**TASK:** Give every line of the material below as a numbered list, leaving out blank lines and the pictures.

**GIVEN RECORDS:**
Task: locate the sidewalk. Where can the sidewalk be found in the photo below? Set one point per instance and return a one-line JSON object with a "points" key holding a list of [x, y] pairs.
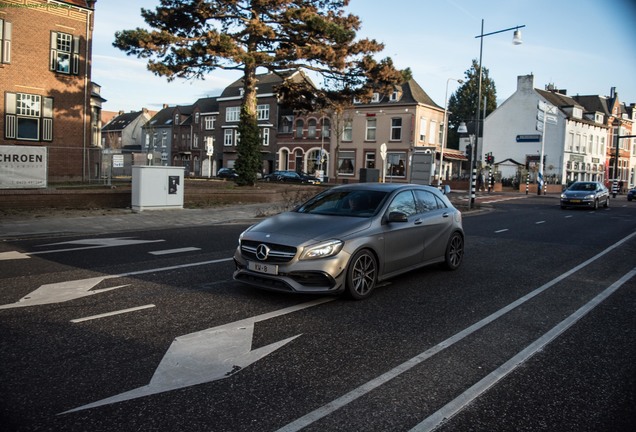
{"points": [[70, 222]]}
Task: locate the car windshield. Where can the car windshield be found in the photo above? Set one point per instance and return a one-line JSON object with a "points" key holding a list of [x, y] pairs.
{"points": [[355, 203], [583, 186]]}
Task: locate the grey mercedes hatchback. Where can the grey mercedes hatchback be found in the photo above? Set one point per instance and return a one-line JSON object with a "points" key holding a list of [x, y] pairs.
{"points": [[348, 238]]}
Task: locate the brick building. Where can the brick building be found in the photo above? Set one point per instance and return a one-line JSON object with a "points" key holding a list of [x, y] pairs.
{"points": [[45, 83]]}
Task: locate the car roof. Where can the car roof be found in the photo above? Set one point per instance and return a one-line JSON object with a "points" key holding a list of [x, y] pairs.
{"points": [[387, 187]]}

**WRITTEN SOLUTION:**
1. Task: locate the sidewalk. Where can the sidewalk be found in the photo below? Set one point per instance and return a one-line JSON object with a "points" key holding a list of [x, y] pairs.
2. {"points": [[70, 222]]}
3. Task: locate the car windshield. Where can the car windshield be found in the photo above? Set one point per instance and return a one-line JSON object with a "points" key holding a list of [x, y] pairs.
4. {"points": [[355, 203], [583, 186]]}
5. Task: locate the grey mercedes hatchback. Where can the grey mercedes hatchback be found in the photo above? Set one point per instance and return a one-line JSON object with a "points" key holding a list of [x, y] pairs.
6. {"points": [[348, 238]]}
7. Task: locate the brick building. Where can the brick building be found in the photo above? Set one point per instance and return a one-line JSON object with a "points" key holding a list of [x, y] pairs.
8. {"points": [[45, 83]]}
9. Task: locate the car roof. Where can the car roof be found in the photo above? Set one point per instance and return a one-line JSON object with a "points" key holding a list of [x, y] pairs.
10. {"points": [[387, 187]]}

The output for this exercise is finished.